- **Source extract**
┌──
In May 2014, the FASB issued ASU 2014-09, Revenue from Contracts with Customers Topic 606 (“ASU 2014-09”) which outlines a single comprehensive model for entities to use in accounting for revenue arising from contracts with customers and supersedes most current revenue recognition guidance, including industry-specific guidance. Revenue recorded under ASU 2014-09 will depict the transfer of promised goods or services to customers in an amount that reflects the consideration to which the entity expects to be entitled in exchange for those goods or services. This guidance is effective for the Company’s fiscal year beginning January 1, 2018 and early adoption is not permitted. Management does not expect the adoption of this guidance to have a material impact on the Company’s financial statements.

 

In November 2015, the FASB issued ASU No. 2015-17, Balance Sheet Classification of Deferred Taxes. ASU 2015-17 eliminates the requirement to bifurcate deferred taxes between current and noncurrent on the balance sheet and requires that deferred tax assets and liabilities be classified as noncurrent on the balance sheet. ASU 2015-17 may be applied retrospectively or prospectively and early adoption is permitted. The Company does not believe that this standard will have a material impact on its financial position.
└──
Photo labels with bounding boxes
┌──
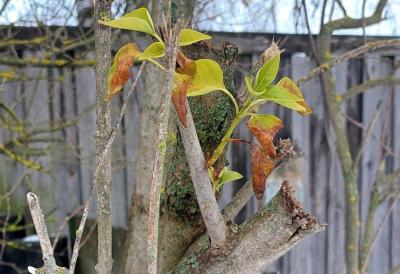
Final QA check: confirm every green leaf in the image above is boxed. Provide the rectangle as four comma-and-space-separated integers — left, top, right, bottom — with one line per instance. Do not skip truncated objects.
255, 54, 281, 92
216, 167, 243, 191
187, 59, 226, 96
138, 42, 165, 60
179, 29, 211, 47
276, 77, 312, 115
260, 86, 306, 111
122, 8, 155, 32
186, 59, 239, 113
99, 8, 158, 37
244, 75, 267, 96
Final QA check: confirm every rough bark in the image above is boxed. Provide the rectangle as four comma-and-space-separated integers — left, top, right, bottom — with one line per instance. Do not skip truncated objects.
179, 102, 226, 248
173, 181, 324, 274
147, 25, 180, 274
123, 0, 198, 274
94, 0, 112, 274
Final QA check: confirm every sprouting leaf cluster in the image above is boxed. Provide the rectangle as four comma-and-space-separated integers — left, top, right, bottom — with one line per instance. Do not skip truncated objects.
100, 8, 312, 199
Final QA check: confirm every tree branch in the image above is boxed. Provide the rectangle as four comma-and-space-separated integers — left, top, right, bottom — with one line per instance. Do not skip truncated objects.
340, 76, 400, 102
222, 181, 253, 222
147, 22, 181, 274
173, 181, 324, 274
297, 39, 400, 85
178, 100, 226, 248
26, 192, 67, 274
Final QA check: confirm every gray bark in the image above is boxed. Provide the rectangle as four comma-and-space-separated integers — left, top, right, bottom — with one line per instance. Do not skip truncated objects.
174, 181, 324, 274
94, 0, 112, 274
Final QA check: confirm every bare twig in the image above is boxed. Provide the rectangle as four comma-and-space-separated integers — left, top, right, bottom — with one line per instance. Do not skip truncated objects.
26, 192, 65, 274
340, 76, 400, 102
69, 63, 145, 274
147, 22, 180, 274
361, 189, 400, 273
297, 39, 400, 85
353, 101, 382, 170
178, 101, 226, 248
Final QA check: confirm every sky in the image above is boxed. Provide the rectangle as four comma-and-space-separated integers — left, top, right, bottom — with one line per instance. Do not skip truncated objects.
0, 0, 400, 36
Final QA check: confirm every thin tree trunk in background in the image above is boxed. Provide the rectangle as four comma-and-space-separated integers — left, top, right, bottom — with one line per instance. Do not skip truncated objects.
94, 0, 112, 274
122, 0, 164, 274
122, 0, 194, 274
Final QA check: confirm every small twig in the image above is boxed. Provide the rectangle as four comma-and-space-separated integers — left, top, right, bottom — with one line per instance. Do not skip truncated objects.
297, 39, 400, 85
52, 205, 83, 251
361, 190, 400, 273
222, 181, 253, 222
340, 76, 400, 102
26, 192, 63, 274
69, 62, 145, 274
0, 197, 11, 261
353, 101, 382, 170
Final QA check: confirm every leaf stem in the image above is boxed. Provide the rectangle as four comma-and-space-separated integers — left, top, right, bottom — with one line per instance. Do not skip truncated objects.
207, 95, 254, 167
146, 58, 165, 71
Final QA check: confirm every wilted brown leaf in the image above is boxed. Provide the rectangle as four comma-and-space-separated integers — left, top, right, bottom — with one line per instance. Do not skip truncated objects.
172, 73, 192, 127
251, 145, 275, 200
106, 43, 141, 100
277, 77, 313, 115
246, 114, 283, 157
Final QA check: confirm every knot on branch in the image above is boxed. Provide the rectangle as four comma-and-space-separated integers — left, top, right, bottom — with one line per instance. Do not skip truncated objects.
281, 180, 317, 229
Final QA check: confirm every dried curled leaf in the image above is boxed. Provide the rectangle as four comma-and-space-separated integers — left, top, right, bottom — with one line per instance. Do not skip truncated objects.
251, 145, 275, 200
172, 73, 192, 127
277, 77, 313, 115
246, 114, 283, 157
106, 43, 140, 101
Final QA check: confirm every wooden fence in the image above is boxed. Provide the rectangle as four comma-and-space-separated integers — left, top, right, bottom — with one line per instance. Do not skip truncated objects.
0, 33, 400, 274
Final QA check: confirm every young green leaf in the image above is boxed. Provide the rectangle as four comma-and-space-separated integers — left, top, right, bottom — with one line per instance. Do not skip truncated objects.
179, 29, 211, 47
260, 86, 305, 111
255, 53, 281, 92
246, 114, 283, 157
99, 8, 158, 37
277, 77, 313, 115
138, 42, 165, 60
187, 59, 239, 112
244, 75, 267, 96
106, 43, 140, 100
122, 8, 154, 30
215, 167, 243, 191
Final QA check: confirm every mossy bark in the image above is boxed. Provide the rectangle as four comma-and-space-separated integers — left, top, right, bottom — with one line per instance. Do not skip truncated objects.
159, 43, 237, 273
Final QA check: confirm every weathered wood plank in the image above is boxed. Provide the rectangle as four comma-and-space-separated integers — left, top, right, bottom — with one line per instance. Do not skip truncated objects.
361, 54, 390, 273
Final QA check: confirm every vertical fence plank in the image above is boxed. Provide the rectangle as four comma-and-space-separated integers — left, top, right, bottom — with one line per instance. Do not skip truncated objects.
389, 55, 400, 268
361, 54, 390, 273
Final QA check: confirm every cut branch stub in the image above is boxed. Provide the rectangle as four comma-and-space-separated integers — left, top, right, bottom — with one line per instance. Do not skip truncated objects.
172, 181, 325, 274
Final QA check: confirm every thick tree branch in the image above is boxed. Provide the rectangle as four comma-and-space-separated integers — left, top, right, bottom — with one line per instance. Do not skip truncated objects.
179, 101, 226, 248
222, 181, 253, 222
173, 181, 324, 274
147, 23, 181, 274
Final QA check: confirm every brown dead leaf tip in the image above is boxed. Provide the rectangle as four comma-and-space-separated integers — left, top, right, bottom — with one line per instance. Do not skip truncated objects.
251, 145, 275, 200
262, 41, 285, 63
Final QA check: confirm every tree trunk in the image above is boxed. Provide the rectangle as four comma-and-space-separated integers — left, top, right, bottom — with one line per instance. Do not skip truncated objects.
94, 0, 112, 274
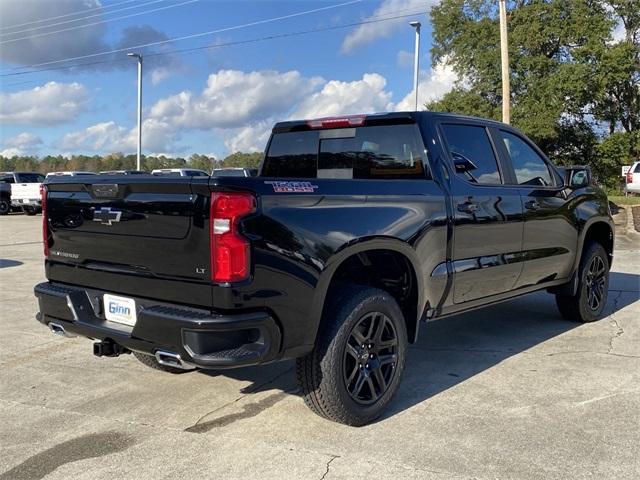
└──
Please carry on the passage on new accounting standards, starting after its last sentence.

In February 2016, the Financial Accounting Standards Board issued Accounting Standards Update (“ASU”) 2016-02, Leases (Topic 842) (“ASU 2016-02”), which sets out the principles for the recognition, measurement, presentation and disclosure of leases for both parties to a contract. The new standard requires lessees to apply a dual approach, classifying leases as either finance or operating leases based on the principle of whether or not the lease is effectively a financed purchase by the lessee. This classification will determine whether lease expense is recognized based on an effective interest method or on a straight-line basis over the term of the lease. A lessee is also required to record a right-of-use asset and a lease liability for all leases with a term of greater than 12 months regardless of their classification. Leases with a term of 12 months or less will be accounted for similar to existing guidance for operating leases today. The new standard requires lessors to account for leases using an approach that is substantially equivalent to existing guidance for sales-type leases, direct financing leases and operating leases. ASU 2016-02 supersedes the previous leases standard, Leases (Topic 840). The standard is effective on January 1, 2019, with early adoption permitted. The Company is currently evaluating the potential effect of this standard on its consolidated financial statements.

 

 5 

 

 

Excel Corporation and Subsidiaries

Notes to Consolidated Financial Statements

September 30, 2016

Unaudited

 

4. RECENT ACCOUNTING PRONOUNCEMENTS (Continued)

 

On August 26, 2016, the FASB issued ASU 2016-15, “Statement of Cash Flows - Classification of Certain Cash Receipts and Cash Payments (Topic 230).” This ASU is intended to reduce the diversity in practice around how certain transactions are classified within the statement of cash flows. The ASU’s amendments add or clarify guidance on eight cash flow issues:

 

  Debt prepayment or debt extinguishment costs.
  Settlement of zero-coupon debt instruments or other debt instruments with coupon interest rates that are insignificant in relation to the effective interest rate of the borrowing.
  Contingent consideration payments made after a business combination.
  Proceeds from the settlement of insurance claims.
  Proceeds from the settlement of corporate-owned life insurance policies, including bank-owned life insurance policies.
  Distributions received from equity method investees.
  Beneficial interests in securitization transactions.
  Separately identifiable cash flows and application of the predominance principle.

 

The guidance in the ASU is effective for fiscal years beginning after December 15, 2017, including interim periods within those fiscal years.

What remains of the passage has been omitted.